:: Stored data

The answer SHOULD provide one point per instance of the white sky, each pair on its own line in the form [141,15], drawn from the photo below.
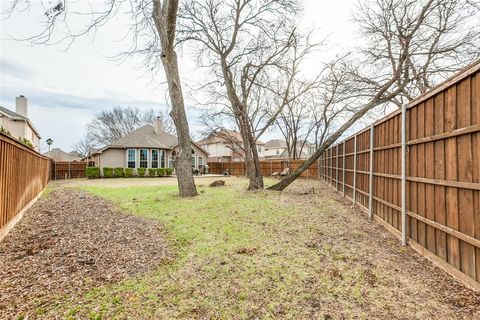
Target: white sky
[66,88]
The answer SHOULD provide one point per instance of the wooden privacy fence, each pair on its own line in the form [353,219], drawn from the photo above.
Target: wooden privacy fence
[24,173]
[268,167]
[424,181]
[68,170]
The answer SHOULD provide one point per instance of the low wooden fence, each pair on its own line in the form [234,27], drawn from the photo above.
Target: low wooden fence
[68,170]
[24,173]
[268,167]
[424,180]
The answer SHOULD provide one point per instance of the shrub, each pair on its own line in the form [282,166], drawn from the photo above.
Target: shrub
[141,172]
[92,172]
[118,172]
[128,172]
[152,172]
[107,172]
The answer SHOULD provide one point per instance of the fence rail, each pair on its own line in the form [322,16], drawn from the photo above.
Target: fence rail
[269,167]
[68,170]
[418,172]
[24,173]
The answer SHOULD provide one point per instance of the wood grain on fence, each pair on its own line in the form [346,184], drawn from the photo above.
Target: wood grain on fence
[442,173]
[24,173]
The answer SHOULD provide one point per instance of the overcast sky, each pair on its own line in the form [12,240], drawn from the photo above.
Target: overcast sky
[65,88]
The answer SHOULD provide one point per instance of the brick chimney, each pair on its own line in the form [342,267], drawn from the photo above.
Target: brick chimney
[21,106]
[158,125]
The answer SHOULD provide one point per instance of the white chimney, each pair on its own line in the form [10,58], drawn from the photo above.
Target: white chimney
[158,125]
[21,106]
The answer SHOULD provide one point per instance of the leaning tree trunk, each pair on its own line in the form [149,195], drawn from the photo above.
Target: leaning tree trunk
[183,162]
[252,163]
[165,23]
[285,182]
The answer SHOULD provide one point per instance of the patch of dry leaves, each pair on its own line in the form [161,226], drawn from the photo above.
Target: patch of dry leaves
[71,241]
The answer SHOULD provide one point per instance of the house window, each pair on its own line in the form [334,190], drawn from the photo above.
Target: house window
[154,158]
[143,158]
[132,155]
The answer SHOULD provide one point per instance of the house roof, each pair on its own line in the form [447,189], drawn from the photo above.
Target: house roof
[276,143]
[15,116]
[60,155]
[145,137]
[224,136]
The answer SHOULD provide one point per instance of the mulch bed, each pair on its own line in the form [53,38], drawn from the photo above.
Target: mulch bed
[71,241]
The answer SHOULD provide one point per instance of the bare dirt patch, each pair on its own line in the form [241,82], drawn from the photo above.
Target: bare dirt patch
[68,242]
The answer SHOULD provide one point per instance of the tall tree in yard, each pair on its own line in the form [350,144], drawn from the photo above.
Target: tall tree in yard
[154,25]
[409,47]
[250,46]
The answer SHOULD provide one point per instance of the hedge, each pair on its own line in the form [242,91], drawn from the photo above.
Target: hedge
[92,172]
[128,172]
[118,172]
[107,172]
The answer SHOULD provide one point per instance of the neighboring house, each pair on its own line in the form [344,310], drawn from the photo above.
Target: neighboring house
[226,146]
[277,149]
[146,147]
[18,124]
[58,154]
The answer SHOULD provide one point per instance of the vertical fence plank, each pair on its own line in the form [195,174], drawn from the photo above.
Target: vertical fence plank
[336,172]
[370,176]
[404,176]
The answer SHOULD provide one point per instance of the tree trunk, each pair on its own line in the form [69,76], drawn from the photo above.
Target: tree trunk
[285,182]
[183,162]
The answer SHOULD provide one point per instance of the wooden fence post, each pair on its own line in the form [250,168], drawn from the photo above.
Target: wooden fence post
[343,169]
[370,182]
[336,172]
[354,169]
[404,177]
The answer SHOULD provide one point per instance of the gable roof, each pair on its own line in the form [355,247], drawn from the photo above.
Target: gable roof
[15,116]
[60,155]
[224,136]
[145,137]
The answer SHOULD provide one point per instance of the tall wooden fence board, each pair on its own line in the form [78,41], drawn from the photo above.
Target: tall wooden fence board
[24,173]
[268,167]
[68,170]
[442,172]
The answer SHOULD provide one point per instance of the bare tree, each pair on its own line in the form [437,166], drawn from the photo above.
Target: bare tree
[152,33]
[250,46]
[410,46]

::::
:: Stored data

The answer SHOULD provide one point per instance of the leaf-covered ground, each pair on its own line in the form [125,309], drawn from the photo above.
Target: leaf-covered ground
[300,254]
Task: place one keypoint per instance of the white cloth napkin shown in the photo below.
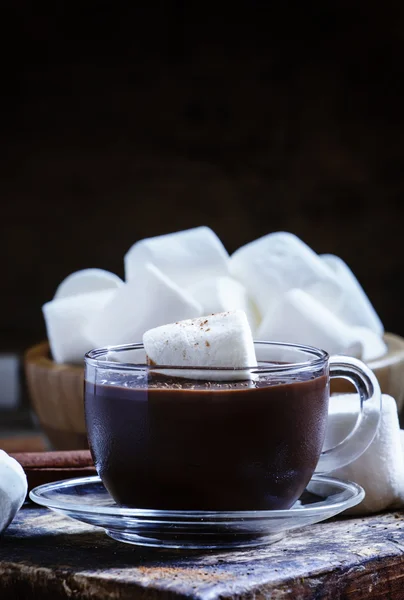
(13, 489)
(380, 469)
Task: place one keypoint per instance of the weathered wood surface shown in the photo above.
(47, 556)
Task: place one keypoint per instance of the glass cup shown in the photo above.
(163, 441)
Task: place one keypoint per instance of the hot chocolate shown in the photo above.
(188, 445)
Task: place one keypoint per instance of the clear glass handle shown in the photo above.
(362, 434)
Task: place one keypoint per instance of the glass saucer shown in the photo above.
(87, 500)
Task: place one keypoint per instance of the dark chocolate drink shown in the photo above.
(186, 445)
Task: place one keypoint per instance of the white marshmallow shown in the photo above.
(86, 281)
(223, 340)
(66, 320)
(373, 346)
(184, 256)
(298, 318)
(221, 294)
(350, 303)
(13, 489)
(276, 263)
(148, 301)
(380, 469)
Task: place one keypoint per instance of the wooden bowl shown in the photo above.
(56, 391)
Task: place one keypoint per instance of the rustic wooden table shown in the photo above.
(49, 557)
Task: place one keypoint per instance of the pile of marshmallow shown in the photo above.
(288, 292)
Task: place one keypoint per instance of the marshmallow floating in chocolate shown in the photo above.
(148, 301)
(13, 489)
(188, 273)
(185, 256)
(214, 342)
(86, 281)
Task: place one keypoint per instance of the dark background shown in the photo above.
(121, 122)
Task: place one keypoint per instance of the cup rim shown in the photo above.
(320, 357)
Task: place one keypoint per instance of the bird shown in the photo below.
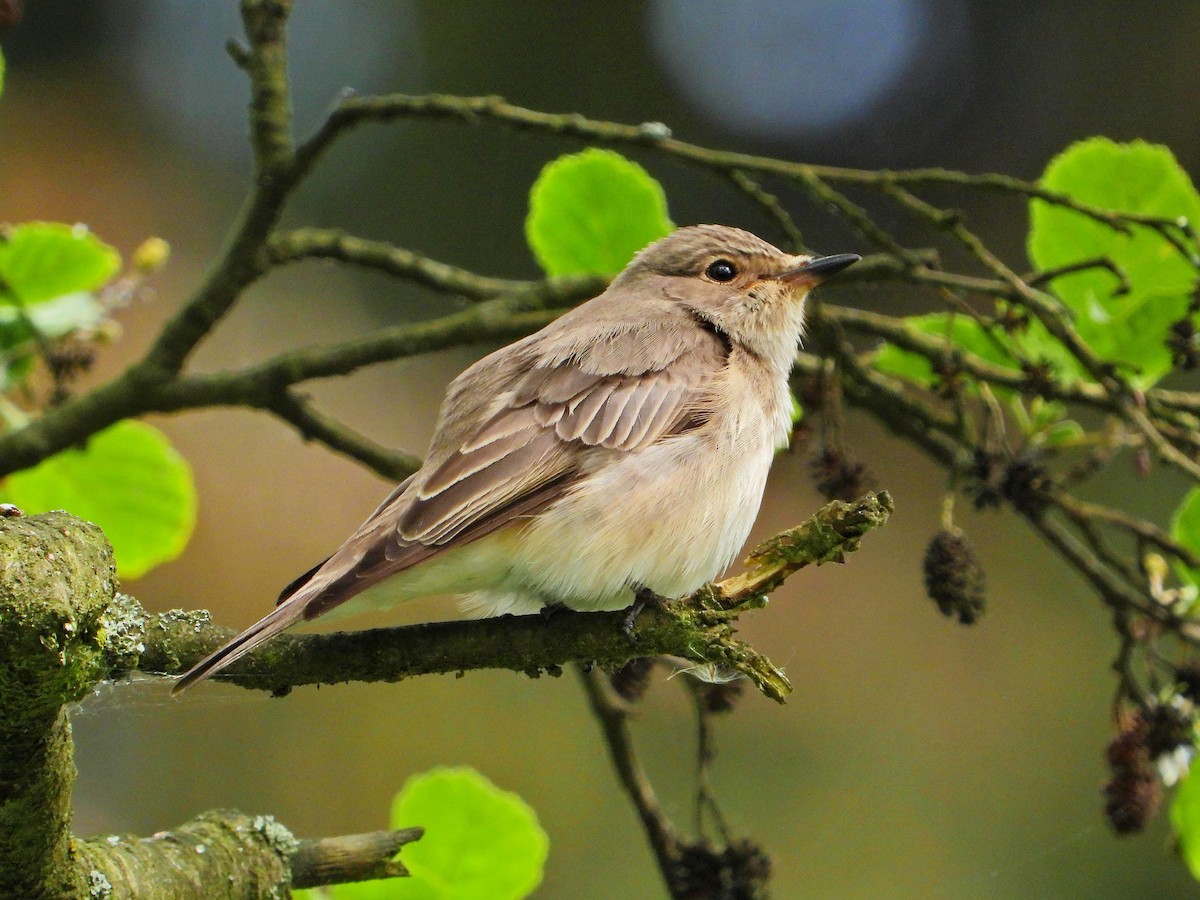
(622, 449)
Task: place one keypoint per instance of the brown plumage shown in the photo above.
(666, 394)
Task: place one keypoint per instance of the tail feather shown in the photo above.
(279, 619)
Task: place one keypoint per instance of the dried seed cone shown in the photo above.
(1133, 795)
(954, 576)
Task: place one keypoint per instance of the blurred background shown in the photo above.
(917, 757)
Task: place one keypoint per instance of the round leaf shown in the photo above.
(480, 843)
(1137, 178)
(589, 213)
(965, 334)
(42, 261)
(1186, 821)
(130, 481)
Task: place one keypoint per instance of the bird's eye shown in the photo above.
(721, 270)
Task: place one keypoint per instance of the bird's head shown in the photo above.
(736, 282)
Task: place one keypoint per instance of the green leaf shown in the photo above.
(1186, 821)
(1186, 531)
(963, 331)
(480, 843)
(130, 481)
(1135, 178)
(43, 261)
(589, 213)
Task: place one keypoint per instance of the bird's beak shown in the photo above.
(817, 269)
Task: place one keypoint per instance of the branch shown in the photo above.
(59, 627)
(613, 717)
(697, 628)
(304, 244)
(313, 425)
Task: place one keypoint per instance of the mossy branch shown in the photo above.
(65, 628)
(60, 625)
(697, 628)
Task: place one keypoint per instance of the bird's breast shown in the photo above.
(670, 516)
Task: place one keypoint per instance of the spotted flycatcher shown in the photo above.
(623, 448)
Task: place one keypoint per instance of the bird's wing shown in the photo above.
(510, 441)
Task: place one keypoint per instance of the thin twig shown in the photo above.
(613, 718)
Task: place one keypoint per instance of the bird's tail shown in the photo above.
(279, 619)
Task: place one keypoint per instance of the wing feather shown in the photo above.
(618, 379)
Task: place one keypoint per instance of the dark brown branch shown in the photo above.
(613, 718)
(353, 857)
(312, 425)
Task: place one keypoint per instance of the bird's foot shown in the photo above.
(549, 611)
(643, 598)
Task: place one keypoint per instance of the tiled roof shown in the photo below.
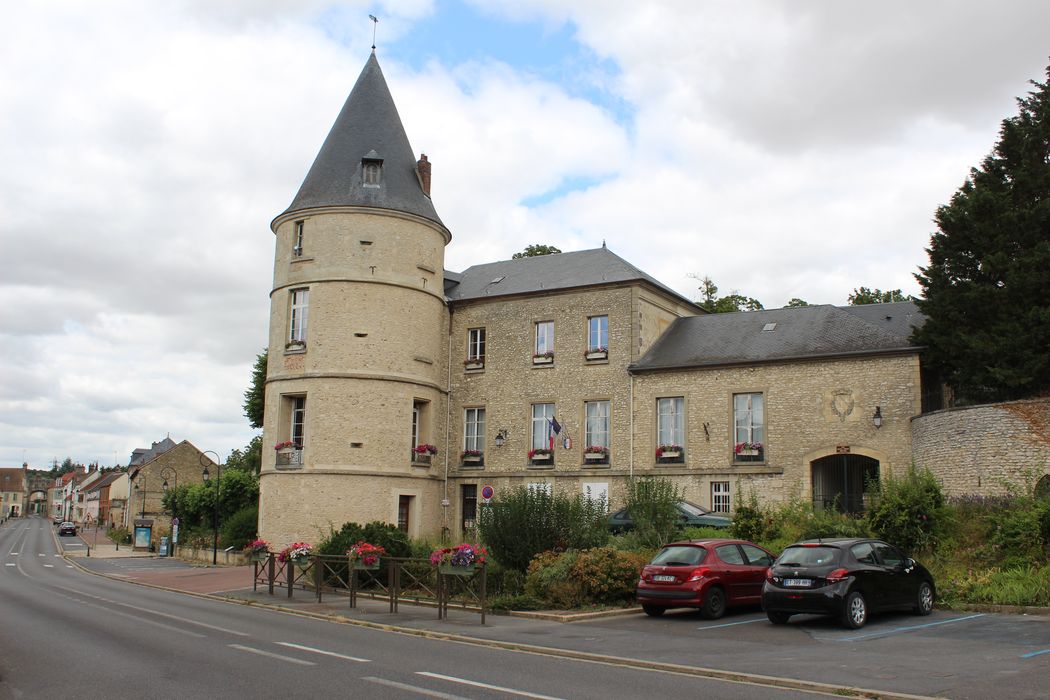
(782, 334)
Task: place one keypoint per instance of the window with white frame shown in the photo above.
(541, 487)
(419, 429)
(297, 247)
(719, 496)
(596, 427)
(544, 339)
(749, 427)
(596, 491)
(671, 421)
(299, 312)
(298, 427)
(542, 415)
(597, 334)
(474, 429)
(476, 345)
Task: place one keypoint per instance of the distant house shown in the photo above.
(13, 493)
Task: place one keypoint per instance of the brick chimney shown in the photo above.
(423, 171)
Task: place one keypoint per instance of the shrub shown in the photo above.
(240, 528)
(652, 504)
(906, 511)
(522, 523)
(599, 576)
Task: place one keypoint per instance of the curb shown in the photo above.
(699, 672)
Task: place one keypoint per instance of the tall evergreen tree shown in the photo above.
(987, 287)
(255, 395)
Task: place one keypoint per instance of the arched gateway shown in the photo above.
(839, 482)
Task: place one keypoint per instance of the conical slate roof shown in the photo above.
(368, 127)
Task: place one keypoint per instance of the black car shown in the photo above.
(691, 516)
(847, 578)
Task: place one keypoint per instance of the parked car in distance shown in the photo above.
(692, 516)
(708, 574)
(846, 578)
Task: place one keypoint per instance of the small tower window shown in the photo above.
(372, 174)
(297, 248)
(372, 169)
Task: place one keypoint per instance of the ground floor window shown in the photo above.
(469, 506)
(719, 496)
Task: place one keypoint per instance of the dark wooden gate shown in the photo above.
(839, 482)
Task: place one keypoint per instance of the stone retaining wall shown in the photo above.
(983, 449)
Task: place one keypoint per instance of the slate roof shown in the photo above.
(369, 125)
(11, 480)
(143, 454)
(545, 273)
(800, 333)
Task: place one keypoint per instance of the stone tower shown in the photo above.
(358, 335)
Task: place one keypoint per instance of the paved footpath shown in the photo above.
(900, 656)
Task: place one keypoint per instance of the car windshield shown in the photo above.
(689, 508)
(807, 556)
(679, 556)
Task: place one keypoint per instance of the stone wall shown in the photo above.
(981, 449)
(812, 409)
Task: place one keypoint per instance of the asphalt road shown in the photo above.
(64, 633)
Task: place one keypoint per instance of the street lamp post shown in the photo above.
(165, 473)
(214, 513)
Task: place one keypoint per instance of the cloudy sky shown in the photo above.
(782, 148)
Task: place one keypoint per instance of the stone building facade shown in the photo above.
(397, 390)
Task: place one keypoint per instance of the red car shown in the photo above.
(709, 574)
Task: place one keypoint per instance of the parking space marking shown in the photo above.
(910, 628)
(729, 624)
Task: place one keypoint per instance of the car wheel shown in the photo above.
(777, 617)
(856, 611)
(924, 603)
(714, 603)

::::

# What you will do
From the records above, transcribe without alteration every line from the one with "The answer SHOULD provide one point per instance of the brick" to the one with "[10,58], drawn from the photo above.", inclusive.

# Result for this task
The answer SHOULD provide one point per instance of the brick chimney, each pair on its own line in the form [342,267], drawn from the photo above.
Target: brick chimney
[21,106]
[158,125]
The answer SHOULD provide one point per instance of the white chimney, each pair on its own line in the form [10,58], drawn from the photo above.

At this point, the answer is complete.